▶ Task requirements: Could you copy out the entries below word for word, from the line containing "Where can the pond" through the line containing "point(103, 252)", and nothing else?

▶ Extracted information:
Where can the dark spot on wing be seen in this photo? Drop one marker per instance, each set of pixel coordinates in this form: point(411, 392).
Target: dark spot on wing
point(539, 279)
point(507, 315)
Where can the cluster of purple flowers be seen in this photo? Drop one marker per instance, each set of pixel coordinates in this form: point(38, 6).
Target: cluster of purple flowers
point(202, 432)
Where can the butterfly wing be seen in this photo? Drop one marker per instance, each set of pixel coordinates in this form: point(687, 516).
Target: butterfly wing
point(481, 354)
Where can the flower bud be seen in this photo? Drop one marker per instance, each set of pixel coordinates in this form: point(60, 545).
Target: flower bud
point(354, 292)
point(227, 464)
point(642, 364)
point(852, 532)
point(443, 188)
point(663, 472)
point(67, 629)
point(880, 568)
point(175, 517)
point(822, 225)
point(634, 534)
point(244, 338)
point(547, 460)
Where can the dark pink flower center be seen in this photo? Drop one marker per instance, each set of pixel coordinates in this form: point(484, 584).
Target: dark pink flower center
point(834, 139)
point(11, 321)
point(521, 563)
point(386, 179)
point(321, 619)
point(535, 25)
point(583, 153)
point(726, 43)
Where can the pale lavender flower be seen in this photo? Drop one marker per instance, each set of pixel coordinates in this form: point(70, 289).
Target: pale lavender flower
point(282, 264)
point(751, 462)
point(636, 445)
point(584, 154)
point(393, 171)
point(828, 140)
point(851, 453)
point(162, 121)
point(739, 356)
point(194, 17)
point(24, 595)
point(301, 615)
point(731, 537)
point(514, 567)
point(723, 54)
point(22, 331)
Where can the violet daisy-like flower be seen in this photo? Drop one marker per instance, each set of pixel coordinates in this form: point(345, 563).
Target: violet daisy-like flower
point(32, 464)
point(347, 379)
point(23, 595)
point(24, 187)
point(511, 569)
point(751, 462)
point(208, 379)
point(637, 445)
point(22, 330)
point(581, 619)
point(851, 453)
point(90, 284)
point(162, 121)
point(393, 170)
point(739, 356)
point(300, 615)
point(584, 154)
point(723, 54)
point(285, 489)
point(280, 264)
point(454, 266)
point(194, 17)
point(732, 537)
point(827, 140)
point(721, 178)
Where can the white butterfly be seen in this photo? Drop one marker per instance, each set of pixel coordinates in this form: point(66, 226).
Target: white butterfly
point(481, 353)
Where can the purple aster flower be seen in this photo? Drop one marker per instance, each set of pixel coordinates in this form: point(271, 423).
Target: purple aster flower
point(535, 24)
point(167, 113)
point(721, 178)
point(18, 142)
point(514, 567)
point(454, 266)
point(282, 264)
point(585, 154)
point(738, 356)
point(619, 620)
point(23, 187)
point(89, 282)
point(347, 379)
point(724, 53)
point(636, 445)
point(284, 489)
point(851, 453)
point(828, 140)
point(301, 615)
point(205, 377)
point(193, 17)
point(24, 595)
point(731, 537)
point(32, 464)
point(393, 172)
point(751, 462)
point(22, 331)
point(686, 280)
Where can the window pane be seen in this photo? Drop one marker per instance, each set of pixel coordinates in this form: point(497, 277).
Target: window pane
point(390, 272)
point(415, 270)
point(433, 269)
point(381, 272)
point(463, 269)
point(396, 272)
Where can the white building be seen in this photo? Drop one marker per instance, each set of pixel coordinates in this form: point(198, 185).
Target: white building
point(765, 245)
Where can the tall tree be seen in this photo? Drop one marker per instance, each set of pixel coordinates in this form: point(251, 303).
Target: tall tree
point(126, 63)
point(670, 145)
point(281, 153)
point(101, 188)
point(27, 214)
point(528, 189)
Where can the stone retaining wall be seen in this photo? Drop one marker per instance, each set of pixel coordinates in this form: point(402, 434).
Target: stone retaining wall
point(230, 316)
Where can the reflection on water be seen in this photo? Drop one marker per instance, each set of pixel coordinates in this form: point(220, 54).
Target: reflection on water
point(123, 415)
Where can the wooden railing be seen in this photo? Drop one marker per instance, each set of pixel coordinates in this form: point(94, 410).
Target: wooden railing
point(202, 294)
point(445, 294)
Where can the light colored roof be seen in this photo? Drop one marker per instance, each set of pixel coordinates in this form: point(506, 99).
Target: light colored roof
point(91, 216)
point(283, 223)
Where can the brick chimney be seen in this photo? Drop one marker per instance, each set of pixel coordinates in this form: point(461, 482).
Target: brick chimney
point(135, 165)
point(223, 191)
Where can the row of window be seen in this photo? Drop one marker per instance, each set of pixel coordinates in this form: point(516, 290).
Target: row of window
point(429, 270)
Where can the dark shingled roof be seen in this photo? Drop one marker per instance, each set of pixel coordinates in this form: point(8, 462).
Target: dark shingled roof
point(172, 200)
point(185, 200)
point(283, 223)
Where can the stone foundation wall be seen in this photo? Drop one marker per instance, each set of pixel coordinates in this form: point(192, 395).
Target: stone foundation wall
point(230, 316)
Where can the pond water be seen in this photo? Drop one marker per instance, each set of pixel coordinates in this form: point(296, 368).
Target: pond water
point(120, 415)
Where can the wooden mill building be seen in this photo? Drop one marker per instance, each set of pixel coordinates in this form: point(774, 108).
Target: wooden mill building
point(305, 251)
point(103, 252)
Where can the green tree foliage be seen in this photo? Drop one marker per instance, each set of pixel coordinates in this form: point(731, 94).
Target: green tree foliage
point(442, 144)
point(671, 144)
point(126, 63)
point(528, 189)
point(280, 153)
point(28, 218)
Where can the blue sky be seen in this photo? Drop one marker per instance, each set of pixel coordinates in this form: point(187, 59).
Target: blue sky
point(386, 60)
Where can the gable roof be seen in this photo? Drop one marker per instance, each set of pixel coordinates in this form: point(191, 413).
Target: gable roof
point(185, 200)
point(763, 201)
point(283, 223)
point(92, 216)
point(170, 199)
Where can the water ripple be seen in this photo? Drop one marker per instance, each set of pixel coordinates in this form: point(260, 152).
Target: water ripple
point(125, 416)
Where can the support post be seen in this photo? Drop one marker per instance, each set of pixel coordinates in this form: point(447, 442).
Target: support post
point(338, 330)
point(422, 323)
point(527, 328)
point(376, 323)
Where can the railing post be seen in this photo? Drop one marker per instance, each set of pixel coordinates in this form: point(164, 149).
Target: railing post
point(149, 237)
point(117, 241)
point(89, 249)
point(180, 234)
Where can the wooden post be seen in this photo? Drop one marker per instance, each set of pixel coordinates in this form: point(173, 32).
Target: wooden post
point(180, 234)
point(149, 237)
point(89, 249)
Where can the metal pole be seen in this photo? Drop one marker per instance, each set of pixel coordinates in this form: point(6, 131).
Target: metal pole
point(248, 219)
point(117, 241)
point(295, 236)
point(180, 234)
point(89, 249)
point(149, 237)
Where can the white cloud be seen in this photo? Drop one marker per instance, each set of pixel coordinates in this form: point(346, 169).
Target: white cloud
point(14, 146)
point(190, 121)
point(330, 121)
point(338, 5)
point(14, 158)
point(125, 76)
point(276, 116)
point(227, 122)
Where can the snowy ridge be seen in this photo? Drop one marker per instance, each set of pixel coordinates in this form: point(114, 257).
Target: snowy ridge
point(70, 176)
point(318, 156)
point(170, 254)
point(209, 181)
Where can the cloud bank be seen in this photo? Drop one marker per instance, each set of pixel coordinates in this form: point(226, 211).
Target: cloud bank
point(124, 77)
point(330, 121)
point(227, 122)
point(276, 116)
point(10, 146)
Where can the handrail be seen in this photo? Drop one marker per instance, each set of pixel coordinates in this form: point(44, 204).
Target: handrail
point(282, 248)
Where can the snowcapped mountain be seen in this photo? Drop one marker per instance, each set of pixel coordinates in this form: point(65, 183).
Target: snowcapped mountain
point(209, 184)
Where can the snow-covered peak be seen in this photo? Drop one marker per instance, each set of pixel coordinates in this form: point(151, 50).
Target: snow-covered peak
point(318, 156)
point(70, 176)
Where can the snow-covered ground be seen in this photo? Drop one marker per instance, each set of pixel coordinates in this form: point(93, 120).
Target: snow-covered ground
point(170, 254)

▶ Finished exercise:
Where can the pond water be seen in this photo? Drop one marker per instance, each set of pixel coordinates in this form: point(296, 368).
Target: pond water
point(120, 415)
Where can the wooden mill building be seen in this photo? Drop one marker per instance, each set of pixel coordinates in this form: point(774, 108).
Target: wooden mill building
point(305, 251)
point(103, 252)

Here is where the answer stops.